━━━ RECORDS SUPPLIED

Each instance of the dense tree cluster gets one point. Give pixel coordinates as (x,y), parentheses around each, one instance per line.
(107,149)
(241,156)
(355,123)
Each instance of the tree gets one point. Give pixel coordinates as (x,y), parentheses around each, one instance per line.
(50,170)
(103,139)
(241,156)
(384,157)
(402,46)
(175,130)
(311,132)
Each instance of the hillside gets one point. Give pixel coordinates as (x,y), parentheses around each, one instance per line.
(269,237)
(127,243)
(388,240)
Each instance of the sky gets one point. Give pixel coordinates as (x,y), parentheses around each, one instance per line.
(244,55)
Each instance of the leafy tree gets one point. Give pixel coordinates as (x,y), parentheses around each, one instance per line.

━━━━━━

Can you quote exactly the lines from the one containing "Each instance of the tree" through the last line of the records above, and nothing else?

**RESULT**
Each instance of the tree gets one point. Give pixel coordinates as (x,y), parentheses around each, one instance per line.
(50,170)
(103,139)
(241,156)
(384,157)
(402,46)
(175,130)
(311,132)
Each instance of the hillside gets one point. Give pixel coordinates as (x,y), parentheses around each, one instance per line.
(269,237)
(127,243)
(388,240)
Each instance of the sky gets one point. Give pixel coordinates as (x,y), parentheses around each, one instance per line.
(244,55)
Each instance of the leafy tree gets one point. Give pixel coordinates as (x,y), parentheses around each, one instance per line.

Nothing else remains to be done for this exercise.